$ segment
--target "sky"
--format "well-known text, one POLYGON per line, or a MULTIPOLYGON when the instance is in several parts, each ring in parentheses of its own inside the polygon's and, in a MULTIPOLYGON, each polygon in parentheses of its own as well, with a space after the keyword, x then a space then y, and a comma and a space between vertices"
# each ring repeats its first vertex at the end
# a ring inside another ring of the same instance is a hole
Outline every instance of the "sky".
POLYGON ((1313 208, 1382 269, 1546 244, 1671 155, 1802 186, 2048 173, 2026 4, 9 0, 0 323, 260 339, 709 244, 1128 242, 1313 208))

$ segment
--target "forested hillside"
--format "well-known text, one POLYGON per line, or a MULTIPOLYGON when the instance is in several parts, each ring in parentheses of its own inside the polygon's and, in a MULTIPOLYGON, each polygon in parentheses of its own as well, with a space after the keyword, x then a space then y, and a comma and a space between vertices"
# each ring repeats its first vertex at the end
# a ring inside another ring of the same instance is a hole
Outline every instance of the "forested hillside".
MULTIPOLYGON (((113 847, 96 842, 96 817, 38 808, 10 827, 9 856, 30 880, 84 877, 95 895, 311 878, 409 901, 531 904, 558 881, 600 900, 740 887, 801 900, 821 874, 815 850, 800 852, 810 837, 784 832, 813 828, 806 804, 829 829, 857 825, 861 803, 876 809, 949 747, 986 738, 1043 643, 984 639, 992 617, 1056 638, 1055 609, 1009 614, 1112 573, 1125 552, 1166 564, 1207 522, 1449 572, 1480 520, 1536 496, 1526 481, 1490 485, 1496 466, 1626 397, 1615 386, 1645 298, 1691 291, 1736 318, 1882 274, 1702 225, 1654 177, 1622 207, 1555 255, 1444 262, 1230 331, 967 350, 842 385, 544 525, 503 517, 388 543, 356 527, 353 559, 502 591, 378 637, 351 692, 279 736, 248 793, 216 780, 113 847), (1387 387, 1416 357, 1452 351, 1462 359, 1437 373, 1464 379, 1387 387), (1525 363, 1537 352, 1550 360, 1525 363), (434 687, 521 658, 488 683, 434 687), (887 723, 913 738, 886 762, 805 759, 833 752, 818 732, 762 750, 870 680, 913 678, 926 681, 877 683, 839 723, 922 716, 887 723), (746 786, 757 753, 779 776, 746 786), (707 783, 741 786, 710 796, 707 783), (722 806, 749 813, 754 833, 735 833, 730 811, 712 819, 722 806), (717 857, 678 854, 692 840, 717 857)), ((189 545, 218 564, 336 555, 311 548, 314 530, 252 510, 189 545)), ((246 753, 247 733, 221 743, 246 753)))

-.-.-

▶ _Prompt_
Output every record above exactly as it was given.

▶ _The answer_
$ segment
--target "sky"
--format "well-known text, one POLYGON per line, or a MULTIPOLYGON when the instance is in several parts, each ring in parentheses of its own inside the polygon's and, in a MULTIPOLYGON, each polygon in parentheses of its own as well, with a space after the keyword, x then a space then y, and a comma and a space between vertices"
# each ring repeats its first vertex at the end
# a ring inside another ring of the same instance is a hole
Outline every instance of the "sky".
POLYGON ((1313 208, 1382 269, 1546 244, 1671 155, 1802 186, 2048 173, 2026 4, 9 0, 0 323, 260 339, 709 244, 1128 242, 1313 208))

$ segment
--target "forested hillside"
--format "well-known text, one POLYGON per line, or a MULTIPOLYGON when the instance is in several parts, each ring in parentheses of its own inside the polygon's and, in a MULTIPOLYGON, each polygon in parentheses of its own as well, with a space after the keyword, x then a space then y, and a comma and a space between vertices"
# each ring repeats its first vertex at the end
# a ring inside another ring of the same instance is a hole
Outline every instance of the "forested hillside".
MULTIPOLYGON (((113 847, 96 842, 96 817, 38 808, 10 827, 9 856, 30 880, 84 877, 95 895, 311 878, 409 901, 531 904, 558 881, 600 900, 740 887, 801 900, 821 874, 815 850, 800 852, 810 837, 784 832, 813 828, 806 804, 829 829, 857 825, 861 803, 876 809, 949 747, 986 738, 1043 643, 984 639, 992 617, 1056 638, 1055 609, 1009 614, 1112 573, 1125 552, 1166 564, 1207 522, 1449 572, 1480 520, 1536 496, 1526 481, 1490 485, 1496 466, 1626 397, 1615 386, 1645 298, 1691 291, 1736 318, 1882 274, 1702 225, 1654 177, 1622 207, 1555 255, 1444 262, 1230 331, 967 350, 842 385, 544 525, 503 517, 388 543, 356 527, 353 559, 502 591, 378 637, 351 692, 279 736, 248 793, 216 780, 113 847), (1387 387, 1416 357, 1452 351, 1462 359, 1437 373, 1464 379, 1387 387), (1525 363, 1537 352, 1550 360, 1525 363), (434 687, 521 658, 488 683, 434 687), (887 723, 913 738, 886 762, 805 759, 833 752, 818 732, 762 750, 870 680, 913 678, 926 681, 877 683, 839 723, 922 716, 887 723), (746 786, 757 753, 779 776, 746 786), (707 783, 741 786, 710 796, 707 783), (722 806, 749 813, 754 833, 735 833, 730 811, 712 819, 722 806), (717 857, 678 854, 692 840, 717 857)), ((189 545, 218 564, 336 555, 311 548, 314 530, 252 510, 189 545)), ((246 753, 247 733, 221 743, 246 753)))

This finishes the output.